BEGIN SOURCE RECORDS
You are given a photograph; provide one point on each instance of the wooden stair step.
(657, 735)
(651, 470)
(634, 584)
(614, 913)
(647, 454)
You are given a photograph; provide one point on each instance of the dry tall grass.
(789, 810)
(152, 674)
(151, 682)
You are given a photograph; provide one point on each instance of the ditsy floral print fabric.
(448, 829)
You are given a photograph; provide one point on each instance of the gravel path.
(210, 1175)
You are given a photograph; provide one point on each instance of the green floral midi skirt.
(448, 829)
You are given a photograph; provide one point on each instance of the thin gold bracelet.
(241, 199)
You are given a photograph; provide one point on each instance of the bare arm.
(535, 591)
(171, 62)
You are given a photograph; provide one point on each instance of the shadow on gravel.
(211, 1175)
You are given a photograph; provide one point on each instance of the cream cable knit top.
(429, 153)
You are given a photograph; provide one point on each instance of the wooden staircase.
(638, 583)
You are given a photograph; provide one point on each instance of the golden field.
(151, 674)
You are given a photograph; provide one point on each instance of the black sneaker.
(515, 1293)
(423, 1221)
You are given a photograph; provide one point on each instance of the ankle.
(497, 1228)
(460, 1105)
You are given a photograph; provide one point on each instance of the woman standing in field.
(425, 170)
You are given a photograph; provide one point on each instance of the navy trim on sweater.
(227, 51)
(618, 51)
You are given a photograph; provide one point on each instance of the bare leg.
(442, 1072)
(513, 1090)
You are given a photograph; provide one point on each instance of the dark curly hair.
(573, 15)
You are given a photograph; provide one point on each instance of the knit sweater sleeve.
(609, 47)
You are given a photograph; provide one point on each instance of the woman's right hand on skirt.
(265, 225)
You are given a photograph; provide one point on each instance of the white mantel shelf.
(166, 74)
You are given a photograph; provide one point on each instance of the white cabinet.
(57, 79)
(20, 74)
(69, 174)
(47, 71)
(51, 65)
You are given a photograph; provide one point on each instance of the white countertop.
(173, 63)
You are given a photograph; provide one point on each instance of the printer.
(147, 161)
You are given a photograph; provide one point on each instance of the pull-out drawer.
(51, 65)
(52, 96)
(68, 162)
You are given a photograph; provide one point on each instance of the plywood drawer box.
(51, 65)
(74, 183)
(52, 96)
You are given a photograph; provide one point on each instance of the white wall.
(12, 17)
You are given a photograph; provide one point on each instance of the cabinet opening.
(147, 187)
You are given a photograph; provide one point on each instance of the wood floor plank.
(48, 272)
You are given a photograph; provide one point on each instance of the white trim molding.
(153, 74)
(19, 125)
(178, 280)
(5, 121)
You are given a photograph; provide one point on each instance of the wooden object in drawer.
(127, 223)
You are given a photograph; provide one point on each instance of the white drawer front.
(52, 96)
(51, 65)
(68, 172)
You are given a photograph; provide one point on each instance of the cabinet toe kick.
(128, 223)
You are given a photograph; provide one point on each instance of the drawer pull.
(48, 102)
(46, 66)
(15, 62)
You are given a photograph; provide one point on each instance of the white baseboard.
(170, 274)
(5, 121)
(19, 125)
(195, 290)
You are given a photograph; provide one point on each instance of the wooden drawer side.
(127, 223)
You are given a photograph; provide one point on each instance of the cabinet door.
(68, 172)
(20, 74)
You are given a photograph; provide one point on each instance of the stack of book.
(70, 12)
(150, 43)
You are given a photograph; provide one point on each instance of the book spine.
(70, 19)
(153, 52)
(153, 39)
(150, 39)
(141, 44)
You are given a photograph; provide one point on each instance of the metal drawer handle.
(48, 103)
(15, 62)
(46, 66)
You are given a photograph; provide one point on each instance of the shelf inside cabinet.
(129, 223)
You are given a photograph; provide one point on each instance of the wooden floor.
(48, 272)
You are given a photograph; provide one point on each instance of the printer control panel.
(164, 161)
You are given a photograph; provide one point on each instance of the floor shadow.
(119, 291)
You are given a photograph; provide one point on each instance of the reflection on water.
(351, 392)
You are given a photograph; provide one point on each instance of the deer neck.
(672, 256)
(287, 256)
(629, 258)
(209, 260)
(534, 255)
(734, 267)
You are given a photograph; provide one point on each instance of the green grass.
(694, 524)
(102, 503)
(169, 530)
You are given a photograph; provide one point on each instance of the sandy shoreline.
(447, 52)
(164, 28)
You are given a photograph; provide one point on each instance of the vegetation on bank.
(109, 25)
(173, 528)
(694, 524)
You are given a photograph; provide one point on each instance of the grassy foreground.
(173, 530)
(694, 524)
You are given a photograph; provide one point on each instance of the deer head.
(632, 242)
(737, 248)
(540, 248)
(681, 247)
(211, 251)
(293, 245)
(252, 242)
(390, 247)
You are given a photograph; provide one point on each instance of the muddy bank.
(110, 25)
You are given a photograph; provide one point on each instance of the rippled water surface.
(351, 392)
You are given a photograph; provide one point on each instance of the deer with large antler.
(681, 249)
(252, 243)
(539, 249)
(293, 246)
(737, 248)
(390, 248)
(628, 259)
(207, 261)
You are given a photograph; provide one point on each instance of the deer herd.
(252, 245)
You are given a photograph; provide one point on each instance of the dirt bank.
END SOURCE RECORDS
WHAT IS REQUIRED —
Copy all of the entries above word for word, with every line left unchanged.

COMPLETE ANSWER —
You are given a photograph; provide one point on each instance of the wooden stair step.
(657, 735)
(651, 470)
(634, 584)
(614, 913)
(647, 454)
You are given a photograph; provide one point on each instance of the dry tall grass.
(789, 810)
(152, 674)
(151, 682)
You are given a photograph; provide one point on each instance of the ditsy floral print fabric.
(448, 829)
You are given a photograph; provide one point on each instance of the gravel path.
(210, 1175)
You are given a photograph; provide one point on each instance of the green floral midi skirt.
(448, 829)
You are given a photograph; provide one point on each instance of the thin gold bracelet.
(241, 199)
You are given a photograph; provide one point on each instance of the bare arm.
(535, 591)
(171, 62)
You are given a photograph; provide one point on each instance of the shadow on gravel.
(211, 1175)
You are given a photograph; provide one point on each instance of the cream cable knit top.
(429, 153)
You are given a photograph; provide one point on each instance of the wooden staircase.
(638, 583)
You are given a photograph; provide one point on each instance of the golden field.
(151, 674)
You are given a photograph; provide one point on each instance of the black sneaker.
(515, 1293)
(423, 1221)
You are given a photograph; provide one point on each instance of the ankle.
(497, 1228)
(460, 1105)
You are given a photograph; provide one point on each instance of the woman standing in field.
(425, 170)
You are given a photograph; provide one point on each instance of the navy trim on sweater.
(227, 51)
(618, 51)
You are given a photograph; provide one point on each instance of the bare leg.
(442, 1072)
(513, 1090)
You are given a photograph; provide one point on each instance of the dark curly hair.
(573, 15)
You are given a photograph; provide one point on each instance of the knit sweater sleeve.
(609, 47)
You are given a photograph; provide one point on each instance of the woman's right hand on skirt.
(265, 225)
You are given a photograph; provide one point on each instance of the white mantel shelf.
(166, 74)
You are given a photograph; provide one point on each instance of the white cabinet.
(57, 79)
(20, 74)
(69, 174)
(47, 71)
(51, 65)
You are given a photograph; provide one point on each instance of the white countertop.
(173, 63)
You are given a photograph; provide one point on each instance of the printer.
(147, 161)
You are given a photograph; provide one point on each instance of the pull-out drawer.
(51, 65)
(52, 96)
(68, 162)
You are given a photograph; provide one point on each instance of the plywood drawer box.
(51, 65)
(74, 183)
(52, 96)
You are given a photograph; provide one point on each instance of the white wall.
(12, 17)
You are given a photograph; provide one point on each instance of the cabinet opening.
(147, 187)
You are given a photograph; provide one point on each instance of the wood floor plank.
(48, 272)
You are given a photograph; provide one point on each instance of the white trim molding.
(153, 74)
(19, 125)
(178, 280)
(5, 121)
You are given a photograph; provide one point on each instance of the wooden object in drawer.
(127, 223)
You are given a photograph; provide one point on each instance of the white drawer front.
(52, 96)
(51, 65)
(68, 172)
You are given a photograph; provide one point on each instance of the cabinet toe kick.
(128, 223)
You are given a photograph; provide one point on each instance of the drawer pull.
(48, 102)
(46, 66)
(15, 62)
You are given a photograph; provide one point on each instance of the white baseboard.
(170, 274)
(5, 121)
(19, 125)
(195, 290)
You are given a photograph; provide one point on each instance of the wooden drawer side.
(127, 223)
You are given a photograph; provide one point on each instance of the cabinet door.
(68, 172)
(20, 74)
You are given a photograph; provide one point on each instance of the stack of book.
(70, 12)
(150, 43)
You are given a photograph; provide one point on each instance of the book spine.
(70, 19)
(153, 52)
(153, 39)
(150, 39)
(141, 44)
You are given a photograph; provide one point on each instance of the metal drawer handle.
(48, 103)
(15, 62)
(46, 66)
You are given a photograph; provide one point on each instance of the shelf inside cabinet.
(129, 223)
You are given a photograph; provide one point on each instance of the wooden floor.
(48, 272)
You are given a photograph; provide one point on each instance of the printer control panel.
(164, 161)
You are given a photograph; provide one point on each instance of the floor shadow.
(119, 291)
You are given a photograph; provide one point on each instance of the reflection on water.
(351, 392)
You are given a photograph; provide one point on each instance of the deer neck.
(672, 256)
(287, 256)
(629, 258)
(209, 260)
(534, 255)
(734, 267)
You are given a photograph; provide one point on each instance of the green grass.
(694, 524)
(102, 503)
(169, 530)
You are given a photograph; provide one point on each instance of the sandy shoreline.
(447, 52)
(164, 28)
You are given a photograph; provide one point on each instance of the vegetation on bank.
(109, 25)
(173, 528)
(694, 524)
You are given a photograph; provide one point on each instance of the grassy foreground.
(173, 530)
(694, 524)
You are given a photograph; provide one point on each instance of the deer head.
(632, 242)
(737, 248)
(540, 248)
(681, 247)
(211, 251)
(293, 245)
(252, 242)
(390, 247)
You are given a photograph; provide one point on each instance of the muddy bank.
(110, 25)
You are given a photograph; provide one point on each instance of the rippled water surface.
(351, 392)
You are given a photograph; provide one point on each instance of the deer with large antler.
(681, 249)
(252, 243)
(539, 249)
(293, 246)
(737, 248)
(390, 248)
(628, 259)
(207, 261)
You are given a photograph; provide one point on each instance of the deer herd.
(252, 245)
You are given a photograph; provide one point on each instance of the dirt bank.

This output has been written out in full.